» **Data section**

══════════════════════════════

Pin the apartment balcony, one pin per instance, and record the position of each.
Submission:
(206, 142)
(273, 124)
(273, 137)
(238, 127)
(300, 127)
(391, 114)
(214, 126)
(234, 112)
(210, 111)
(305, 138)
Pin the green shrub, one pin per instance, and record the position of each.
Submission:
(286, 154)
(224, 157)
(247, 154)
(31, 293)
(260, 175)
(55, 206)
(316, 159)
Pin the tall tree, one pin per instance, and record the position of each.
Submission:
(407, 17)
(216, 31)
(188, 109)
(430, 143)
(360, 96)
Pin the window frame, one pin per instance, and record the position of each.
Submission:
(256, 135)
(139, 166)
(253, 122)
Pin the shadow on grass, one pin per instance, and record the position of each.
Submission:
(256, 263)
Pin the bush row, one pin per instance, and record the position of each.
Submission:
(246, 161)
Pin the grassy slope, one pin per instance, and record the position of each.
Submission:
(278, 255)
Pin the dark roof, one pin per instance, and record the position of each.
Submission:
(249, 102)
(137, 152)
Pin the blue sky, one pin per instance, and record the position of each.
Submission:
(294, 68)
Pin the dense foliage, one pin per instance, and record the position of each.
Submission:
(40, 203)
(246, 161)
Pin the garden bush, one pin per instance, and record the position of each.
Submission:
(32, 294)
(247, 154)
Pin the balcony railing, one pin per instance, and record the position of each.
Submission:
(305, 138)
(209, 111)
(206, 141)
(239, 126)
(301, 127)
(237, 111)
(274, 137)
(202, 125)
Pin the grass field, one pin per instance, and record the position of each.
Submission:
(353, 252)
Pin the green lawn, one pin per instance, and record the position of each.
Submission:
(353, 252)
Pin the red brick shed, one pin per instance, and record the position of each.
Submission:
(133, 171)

══════════════════════════════

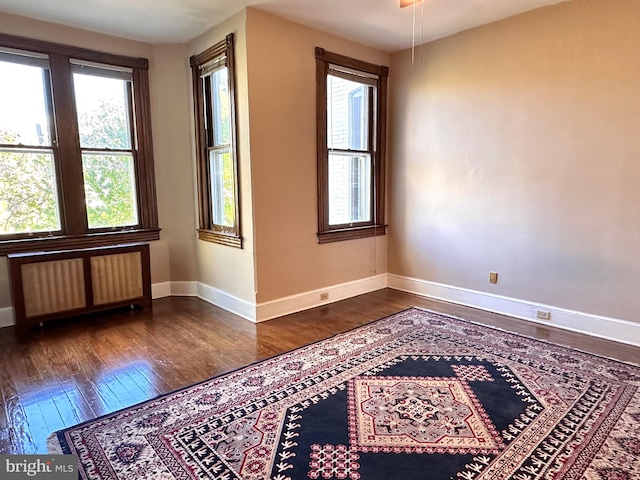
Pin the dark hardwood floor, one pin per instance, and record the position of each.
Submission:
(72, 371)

══════════════════════════════

» **What the task requires**
State how many lines in the records contain the word "green", and give only that number.

» **Solved exercise**
2